**Exercise goal**
Copy out the forum thread below about a Kafka Streams aggregation returning null values, word for word and in full.

**Passage provided**
===============
Printing out the class from the update function shows the instance variables are being updated, Eg.
AggClass(startLat=2.424, endLat=2.424, startLng=12.325, endLng=12.325, totalDistance=5245.0)

However the final output is always
AggClass(startLat=null, endLat=null, startLng=null, endLng=null, totalDistance=null)

Not 100% sure.

However values in the aggregator are never updated. At the end the output from the aggregation is the same as the initial values for the class.

Can you provide an example (including timestamps)? – How do you access the result? I don’t see any downstream code after the aggregation.

Here is the code that sends the aggregation to the output topic.

KafkaStreamsUtil is just a helper function that calls val kafkaStreams = KafkaStreams(streamsBuilder.build(), properties) and 1kafkaStreams.start()` with some error handling.

        aggregatedStreams.toStream { windowedKey, _ -> windowedKey.key() }.filter { _, v ->
            v != null}.peek{ key, value -> logger.info("Key {} value {}", key, value.toString())}.to(outputTopic, Produced.with(Serdes.String(), Serdes.serdeFrom(TrpSerializer(),TrpDeserializer())))
        KafkaStreamsUtil(streamsBuilder,properties).start()

So to get the values of the instance variables when the agg.update() is called I’m literally outputting the objects toString(). And the results being sent to the output topic are outputted here key, value -> logger.info("Key {} value {}", key, value.toString())

Here’s some sample output.

Looking at this it seems the message to the output topic ( second last line, null values) is being sent before the agg.update() method is being called (outputted in the last line)
===============
**Record list**
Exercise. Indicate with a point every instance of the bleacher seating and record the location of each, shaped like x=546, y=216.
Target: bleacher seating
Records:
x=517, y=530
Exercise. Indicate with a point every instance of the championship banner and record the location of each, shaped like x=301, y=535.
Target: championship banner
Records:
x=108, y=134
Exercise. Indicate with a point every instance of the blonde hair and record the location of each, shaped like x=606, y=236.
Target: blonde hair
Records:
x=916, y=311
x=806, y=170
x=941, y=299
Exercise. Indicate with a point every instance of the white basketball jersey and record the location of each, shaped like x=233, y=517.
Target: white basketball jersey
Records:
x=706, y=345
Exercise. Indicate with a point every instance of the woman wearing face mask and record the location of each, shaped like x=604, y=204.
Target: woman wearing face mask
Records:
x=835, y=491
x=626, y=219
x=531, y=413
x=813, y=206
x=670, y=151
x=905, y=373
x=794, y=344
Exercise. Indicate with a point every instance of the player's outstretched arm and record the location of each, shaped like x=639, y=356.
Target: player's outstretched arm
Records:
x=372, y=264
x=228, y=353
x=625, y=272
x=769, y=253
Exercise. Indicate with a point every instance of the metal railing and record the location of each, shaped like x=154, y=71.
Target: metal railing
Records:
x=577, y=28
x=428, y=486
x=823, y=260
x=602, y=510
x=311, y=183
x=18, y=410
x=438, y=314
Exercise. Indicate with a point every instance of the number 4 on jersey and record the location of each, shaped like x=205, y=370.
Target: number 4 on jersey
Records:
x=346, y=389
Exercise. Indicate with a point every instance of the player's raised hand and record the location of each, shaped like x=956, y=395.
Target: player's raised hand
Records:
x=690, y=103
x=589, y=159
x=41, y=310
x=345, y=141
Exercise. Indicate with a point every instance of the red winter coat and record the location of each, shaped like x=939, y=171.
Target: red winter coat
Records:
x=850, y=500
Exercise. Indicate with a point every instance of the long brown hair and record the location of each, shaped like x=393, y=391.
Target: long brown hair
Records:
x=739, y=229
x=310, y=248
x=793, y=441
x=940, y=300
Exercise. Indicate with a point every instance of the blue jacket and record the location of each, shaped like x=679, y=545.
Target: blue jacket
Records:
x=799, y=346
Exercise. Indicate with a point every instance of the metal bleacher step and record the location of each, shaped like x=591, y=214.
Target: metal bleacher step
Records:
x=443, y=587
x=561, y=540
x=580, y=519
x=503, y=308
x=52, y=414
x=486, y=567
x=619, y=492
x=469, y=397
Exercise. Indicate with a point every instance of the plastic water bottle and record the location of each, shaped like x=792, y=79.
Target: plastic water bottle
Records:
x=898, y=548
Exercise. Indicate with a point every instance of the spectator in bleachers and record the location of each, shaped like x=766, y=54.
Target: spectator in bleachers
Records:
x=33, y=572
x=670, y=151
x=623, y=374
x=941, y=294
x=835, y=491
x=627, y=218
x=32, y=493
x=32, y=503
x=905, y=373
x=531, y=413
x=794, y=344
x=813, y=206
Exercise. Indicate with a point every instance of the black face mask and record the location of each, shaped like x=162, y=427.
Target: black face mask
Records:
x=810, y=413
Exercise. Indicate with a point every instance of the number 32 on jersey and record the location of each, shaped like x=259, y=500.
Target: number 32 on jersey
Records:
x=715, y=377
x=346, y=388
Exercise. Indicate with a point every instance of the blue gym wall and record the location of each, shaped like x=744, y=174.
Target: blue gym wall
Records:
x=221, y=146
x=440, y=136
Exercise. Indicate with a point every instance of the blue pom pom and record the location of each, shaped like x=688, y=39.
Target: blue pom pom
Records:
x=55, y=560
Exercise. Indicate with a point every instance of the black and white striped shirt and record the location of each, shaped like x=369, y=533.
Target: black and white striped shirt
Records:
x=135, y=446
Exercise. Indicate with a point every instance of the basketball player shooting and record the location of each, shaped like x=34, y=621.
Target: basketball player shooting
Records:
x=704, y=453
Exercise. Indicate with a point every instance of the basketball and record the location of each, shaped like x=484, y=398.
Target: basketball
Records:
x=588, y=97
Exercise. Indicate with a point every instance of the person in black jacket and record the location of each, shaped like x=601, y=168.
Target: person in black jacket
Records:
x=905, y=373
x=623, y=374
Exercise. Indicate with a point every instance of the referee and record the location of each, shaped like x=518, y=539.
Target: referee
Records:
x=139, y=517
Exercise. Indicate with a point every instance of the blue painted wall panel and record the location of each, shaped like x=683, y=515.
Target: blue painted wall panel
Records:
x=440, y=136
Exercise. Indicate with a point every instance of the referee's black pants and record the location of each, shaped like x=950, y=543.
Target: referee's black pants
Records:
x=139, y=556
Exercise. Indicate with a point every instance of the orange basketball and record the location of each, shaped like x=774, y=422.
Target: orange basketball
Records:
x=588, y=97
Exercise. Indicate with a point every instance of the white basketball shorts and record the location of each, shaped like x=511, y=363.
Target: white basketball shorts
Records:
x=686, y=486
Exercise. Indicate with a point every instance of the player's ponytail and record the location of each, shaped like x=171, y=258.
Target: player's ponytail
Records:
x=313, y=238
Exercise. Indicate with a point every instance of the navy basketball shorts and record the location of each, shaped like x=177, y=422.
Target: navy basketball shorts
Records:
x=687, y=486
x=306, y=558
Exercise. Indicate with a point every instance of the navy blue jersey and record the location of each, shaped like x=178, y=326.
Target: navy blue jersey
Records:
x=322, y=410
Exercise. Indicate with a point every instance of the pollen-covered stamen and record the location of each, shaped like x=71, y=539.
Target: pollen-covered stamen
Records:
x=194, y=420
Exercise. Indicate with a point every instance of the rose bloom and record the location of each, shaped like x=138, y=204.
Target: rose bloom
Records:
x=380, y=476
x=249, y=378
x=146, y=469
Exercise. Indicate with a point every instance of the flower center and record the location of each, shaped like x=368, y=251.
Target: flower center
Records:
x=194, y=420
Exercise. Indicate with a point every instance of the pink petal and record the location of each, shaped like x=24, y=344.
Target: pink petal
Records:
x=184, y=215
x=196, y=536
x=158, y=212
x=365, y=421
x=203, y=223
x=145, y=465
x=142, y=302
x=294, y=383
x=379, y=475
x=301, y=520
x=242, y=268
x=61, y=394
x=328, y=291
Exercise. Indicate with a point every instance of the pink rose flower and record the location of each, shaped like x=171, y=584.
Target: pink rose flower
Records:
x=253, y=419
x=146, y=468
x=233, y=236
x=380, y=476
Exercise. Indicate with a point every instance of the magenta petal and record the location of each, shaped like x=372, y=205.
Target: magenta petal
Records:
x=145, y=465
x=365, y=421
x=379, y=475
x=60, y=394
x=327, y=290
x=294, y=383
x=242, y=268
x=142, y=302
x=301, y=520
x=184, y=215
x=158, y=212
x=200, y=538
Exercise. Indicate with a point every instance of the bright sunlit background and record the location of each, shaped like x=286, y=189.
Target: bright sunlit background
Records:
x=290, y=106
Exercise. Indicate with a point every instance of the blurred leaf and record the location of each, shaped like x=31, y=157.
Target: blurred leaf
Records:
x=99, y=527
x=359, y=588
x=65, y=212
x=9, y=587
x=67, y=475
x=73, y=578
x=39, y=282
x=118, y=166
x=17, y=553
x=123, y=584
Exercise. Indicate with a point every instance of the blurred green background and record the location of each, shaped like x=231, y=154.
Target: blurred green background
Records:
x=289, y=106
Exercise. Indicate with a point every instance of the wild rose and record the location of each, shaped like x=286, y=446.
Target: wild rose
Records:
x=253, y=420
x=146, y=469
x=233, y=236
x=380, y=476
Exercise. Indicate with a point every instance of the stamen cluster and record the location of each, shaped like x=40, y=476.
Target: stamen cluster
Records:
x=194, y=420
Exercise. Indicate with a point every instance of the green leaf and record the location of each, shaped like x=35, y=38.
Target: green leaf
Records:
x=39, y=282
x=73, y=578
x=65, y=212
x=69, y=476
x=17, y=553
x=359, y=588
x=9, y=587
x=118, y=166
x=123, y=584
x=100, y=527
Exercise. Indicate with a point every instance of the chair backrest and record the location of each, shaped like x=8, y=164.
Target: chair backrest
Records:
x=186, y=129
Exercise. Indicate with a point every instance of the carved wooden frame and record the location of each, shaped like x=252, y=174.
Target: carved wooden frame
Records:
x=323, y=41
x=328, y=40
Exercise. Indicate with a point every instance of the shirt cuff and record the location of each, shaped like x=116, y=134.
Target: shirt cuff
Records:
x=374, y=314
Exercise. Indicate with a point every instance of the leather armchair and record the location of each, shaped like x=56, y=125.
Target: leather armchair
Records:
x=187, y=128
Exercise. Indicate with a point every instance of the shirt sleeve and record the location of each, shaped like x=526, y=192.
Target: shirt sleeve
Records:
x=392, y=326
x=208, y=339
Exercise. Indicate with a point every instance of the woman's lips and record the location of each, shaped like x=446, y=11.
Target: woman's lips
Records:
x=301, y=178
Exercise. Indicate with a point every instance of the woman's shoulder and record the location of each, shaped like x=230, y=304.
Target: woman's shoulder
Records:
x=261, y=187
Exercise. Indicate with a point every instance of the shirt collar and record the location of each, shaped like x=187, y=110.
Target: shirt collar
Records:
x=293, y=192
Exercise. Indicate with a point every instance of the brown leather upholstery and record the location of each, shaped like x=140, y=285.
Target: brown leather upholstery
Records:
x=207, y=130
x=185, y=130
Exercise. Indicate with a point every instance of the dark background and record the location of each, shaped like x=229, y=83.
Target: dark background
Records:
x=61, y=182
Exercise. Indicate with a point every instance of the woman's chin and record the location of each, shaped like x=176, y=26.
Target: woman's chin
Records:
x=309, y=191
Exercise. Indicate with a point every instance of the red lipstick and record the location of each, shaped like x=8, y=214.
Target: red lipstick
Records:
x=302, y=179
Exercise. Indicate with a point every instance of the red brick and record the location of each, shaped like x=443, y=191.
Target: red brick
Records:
===============
**Answer**
Printing out the class from the update function shows the instance variables are being updated, Eg.
AggClass(startLat=2.424, endLat=2.424, startLng=12.325, endLng=12.325, totalDistance=5245.0)

However the final output is always
AggClass(startLat=null, endLat=null, startLng=null, endLng=null, totalDistance=null)

Not 100% sure.

However values in the aggregator are never updated. At the end the output from the aggregation is the same as the initial values for the class.

Can you provide an example (including timestamps)? – How do you access the result? I don’t see any downstream code after the aggregation.

Here is the code that sends the aggregation to the output topic.

KafkaStreamsUtil is just a helper function that calls val kafkaStreams = KafkaStreams(streamsBuilder.build(), properties) and 1kafkaStreams.start()` with some error handling.

        aggregatedStreams.toStream { windowedKey, _ -> windowedKey.key() }.filter { _, v ->
            v != null}.peek{ key, value -> logger.info("Key {} value {}", key, value.toString())}.to(outputTopic, Produced.with(Serdes.String(), Serdes.serdeFrom(TrpSerializer(),TrpDeserializer())))
        KafkaStreamsUtil(streamsBuilder,properties).start()

So to get the values of the instance variables when the agg.update() is called I’m literally outputting the objects toString(). And the results being sent to the output topic are outputted here key, value -> logger.info("Key {} value {}", key, value.toString())

Here’s some sample output.

Looking at this it seems the message to the output topic ( second last line, null values) is being sent before the agg.update() method is being called (outputted in the last line)